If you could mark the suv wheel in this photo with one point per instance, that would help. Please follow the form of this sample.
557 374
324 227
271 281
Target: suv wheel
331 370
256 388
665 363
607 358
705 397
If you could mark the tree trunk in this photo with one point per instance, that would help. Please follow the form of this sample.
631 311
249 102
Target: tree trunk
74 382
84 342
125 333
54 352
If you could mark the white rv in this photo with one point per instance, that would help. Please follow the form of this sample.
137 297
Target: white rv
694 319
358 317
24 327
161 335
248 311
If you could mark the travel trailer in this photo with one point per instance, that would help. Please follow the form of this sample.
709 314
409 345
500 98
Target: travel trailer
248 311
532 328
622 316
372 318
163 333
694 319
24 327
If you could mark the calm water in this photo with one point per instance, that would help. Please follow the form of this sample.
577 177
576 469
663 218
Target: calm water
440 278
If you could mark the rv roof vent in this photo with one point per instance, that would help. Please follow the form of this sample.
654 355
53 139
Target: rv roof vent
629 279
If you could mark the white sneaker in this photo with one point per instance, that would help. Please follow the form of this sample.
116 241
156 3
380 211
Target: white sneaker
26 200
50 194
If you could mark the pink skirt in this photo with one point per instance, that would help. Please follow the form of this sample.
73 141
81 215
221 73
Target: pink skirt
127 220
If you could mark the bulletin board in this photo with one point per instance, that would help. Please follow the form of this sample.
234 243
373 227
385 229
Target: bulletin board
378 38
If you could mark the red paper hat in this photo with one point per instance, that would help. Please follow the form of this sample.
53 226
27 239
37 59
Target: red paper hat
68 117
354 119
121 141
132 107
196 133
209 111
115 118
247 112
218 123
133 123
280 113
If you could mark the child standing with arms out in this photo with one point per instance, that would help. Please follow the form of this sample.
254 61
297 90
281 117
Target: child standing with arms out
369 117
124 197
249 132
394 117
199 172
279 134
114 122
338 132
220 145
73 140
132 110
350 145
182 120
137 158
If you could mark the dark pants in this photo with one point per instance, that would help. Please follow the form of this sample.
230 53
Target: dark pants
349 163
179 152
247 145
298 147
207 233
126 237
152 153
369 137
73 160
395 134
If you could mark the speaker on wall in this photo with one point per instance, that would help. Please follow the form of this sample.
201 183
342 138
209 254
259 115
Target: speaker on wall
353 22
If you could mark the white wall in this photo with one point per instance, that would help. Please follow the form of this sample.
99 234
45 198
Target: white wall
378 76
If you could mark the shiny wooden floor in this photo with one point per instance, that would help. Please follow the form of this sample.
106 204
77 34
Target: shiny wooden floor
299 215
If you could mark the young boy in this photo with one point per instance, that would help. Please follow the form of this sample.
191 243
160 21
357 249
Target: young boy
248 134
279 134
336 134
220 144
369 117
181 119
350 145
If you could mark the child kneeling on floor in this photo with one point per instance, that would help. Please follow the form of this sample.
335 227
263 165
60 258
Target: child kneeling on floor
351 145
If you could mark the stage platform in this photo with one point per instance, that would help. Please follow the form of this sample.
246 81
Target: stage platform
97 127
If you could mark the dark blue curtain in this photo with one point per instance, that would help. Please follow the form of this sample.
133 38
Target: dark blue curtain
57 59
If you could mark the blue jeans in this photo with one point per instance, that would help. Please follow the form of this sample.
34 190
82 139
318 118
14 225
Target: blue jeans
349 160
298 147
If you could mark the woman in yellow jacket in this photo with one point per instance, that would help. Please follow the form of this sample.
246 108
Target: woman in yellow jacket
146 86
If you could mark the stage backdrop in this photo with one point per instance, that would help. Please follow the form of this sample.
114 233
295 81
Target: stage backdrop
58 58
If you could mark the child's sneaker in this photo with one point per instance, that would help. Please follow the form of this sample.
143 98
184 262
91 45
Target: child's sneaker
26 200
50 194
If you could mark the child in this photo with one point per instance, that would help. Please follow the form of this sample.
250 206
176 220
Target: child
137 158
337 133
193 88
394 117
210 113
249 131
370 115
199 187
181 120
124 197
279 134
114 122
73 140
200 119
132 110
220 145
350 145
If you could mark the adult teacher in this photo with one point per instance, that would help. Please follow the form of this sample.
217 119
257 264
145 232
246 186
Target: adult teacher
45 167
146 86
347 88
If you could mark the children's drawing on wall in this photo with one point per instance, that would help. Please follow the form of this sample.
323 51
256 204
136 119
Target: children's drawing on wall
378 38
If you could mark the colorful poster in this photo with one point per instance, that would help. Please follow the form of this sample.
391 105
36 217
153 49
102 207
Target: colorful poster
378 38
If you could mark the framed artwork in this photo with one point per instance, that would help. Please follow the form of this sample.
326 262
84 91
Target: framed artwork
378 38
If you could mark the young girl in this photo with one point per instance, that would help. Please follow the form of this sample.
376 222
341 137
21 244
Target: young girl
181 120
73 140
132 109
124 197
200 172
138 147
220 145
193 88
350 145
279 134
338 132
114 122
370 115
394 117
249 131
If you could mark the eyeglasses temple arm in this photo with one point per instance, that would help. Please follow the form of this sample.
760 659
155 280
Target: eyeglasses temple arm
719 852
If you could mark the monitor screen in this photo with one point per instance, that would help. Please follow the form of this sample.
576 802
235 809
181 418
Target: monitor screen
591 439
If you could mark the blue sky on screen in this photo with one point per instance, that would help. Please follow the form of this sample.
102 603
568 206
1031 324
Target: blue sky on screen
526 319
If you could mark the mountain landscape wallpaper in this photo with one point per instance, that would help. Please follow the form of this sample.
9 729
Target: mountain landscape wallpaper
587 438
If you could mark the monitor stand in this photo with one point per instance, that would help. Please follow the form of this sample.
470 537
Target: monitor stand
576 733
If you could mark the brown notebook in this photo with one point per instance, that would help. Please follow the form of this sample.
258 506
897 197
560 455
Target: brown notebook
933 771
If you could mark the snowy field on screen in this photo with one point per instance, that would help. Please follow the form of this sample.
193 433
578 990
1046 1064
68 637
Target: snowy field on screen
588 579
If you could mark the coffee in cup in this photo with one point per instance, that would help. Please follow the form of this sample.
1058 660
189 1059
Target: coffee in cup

• • • • •

**Exercise requirements:**
Only a number is wanted here. How many lines in the material contain "coffee"?

**Task answer:**
2